BEGIN Given records

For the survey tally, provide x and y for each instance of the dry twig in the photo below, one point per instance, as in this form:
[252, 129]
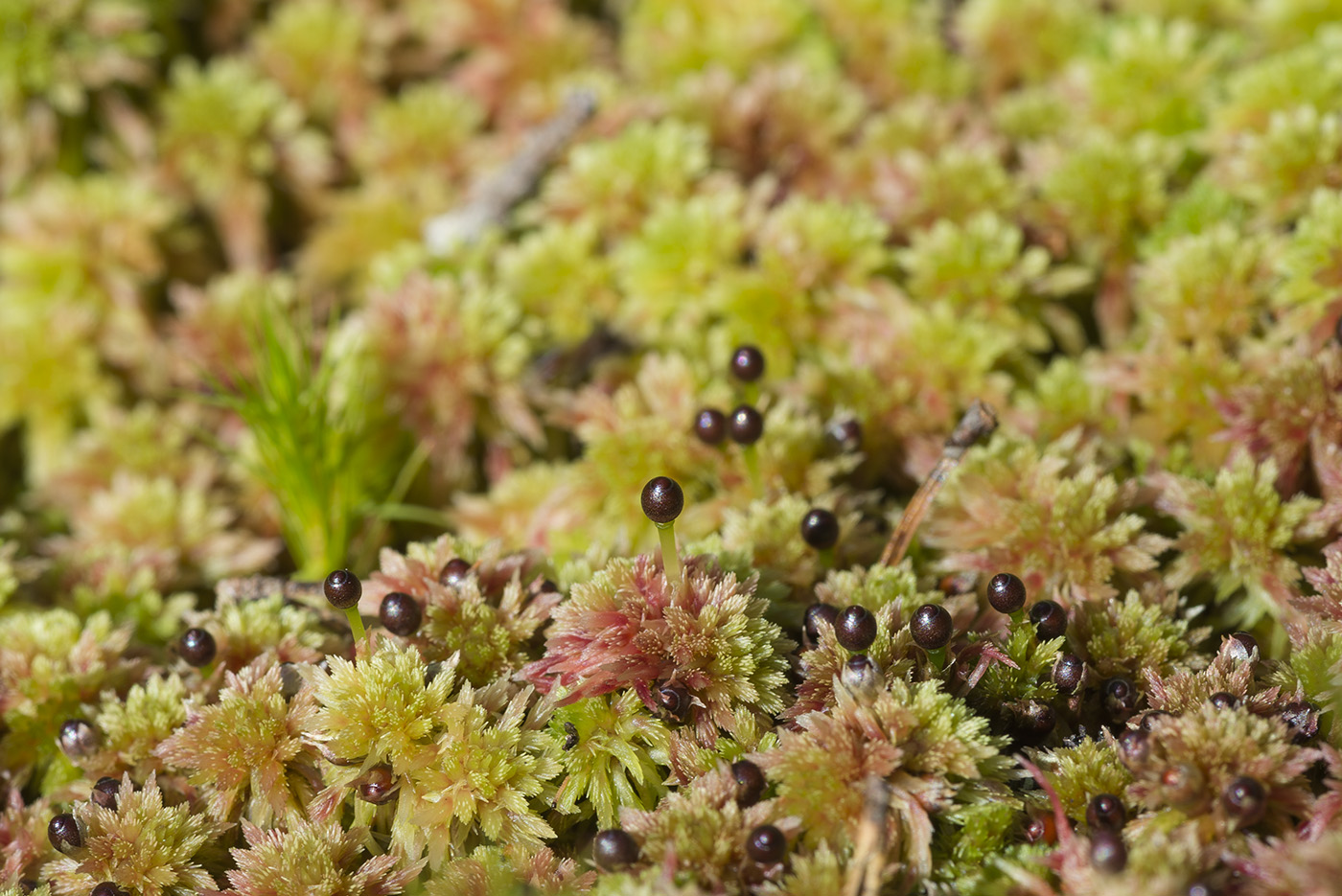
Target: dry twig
[977, 423]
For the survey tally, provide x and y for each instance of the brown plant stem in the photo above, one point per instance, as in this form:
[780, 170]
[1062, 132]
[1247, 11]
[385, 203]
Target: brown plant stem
[494, 196]
[980, 420]
[869, 846]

END Given records

What is being asked: Switch "survey tally" to "field count" everywhere it occurs in the data above, and write out all of the data again with nothing else changed. Leave the pictures out.

The reply:
For the field count, provide x and y for each instance of the dry twig in the photo below, one point per instance, as in this form:
[252, 129]
Target: dry twig
[977, 423]
For the field count, provide x and y for each instance of the brown plant stem in the photo above, one point per instance, as in this form:
[780, 170]
[1062, 132]
[1247, 11]
[385, 203]
Target: brown plant stem
[494, 196]
[980, 420]
[869, 846]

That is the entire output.